■ Exercise instructions
Rewrite the lines of data below as a numbered list, from the line with "instance of red" up to and including the line with "[156,213,178,229]", omitting any blank lines. Leave the pictures out of the answer.

------ Data lines ------

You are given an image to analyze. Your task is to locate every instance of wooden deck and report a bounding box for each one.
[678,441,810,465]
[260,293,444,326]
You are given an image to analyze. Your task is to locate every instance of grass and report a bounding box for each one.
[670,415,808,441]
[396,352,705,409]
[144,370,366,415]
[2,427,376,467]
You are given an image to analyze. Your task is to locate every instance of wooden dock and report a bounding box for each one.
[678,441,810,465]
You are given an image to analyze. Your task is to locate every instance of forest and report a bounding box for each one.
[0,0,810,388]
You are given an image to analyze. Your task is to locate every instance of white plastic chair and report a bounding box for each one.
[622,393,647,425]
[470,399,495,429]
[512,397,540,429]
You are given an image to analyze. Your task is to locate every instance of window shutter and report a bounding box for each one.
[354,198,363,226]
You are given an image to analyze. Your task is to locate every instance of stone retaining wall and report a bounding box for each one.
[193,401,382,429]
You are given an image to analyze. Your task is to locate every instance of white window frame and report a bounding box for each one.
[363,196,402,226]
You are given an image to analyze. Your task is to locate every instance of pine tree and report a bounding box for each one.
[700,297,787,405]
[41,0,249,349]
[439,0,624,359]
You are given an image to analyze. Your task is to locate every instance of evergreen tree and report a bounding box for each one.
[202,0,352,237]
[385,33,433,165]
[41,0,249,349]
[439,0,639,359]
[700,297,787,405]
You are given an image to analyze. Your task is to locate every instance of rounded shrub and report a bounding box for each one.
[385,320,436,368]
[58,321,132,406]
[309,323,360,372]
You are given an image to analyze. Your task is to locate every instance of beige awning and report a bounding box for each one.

------
------ Data lines ------

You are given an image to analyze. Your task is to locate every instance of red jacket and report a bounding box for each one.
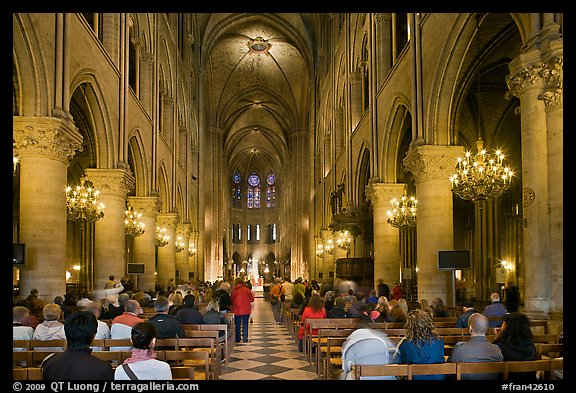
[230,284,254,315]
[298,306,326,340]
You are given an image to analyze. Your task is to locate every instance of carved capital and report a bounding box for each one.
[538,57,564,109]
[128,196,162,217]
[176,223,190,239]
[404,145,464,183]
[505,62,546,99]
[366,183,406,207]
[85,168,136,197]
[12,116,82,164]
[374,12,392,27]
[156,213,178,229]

------

■ Result of this task
1. You are given an image to analyze. Your task is to locate every instance of red jacket and report a bounding box for each one.
2. [230,284,254,315]
3. [298,306,326,340]
4. You are given an image to analyze. Your task is to locate every instance of carved capital and report a bounding box for each one.
5. [538,57,564,109]
6. [128,196,162,217]
7. [176,223,190,239]
8. [404,145,464,183]
9. [505,62,546,99]
10. [366,183,406,207]
11. [85,168,136,197]
12. [12,116,82,164]
13. [374,12,392,27]
14. [156,213,178,229]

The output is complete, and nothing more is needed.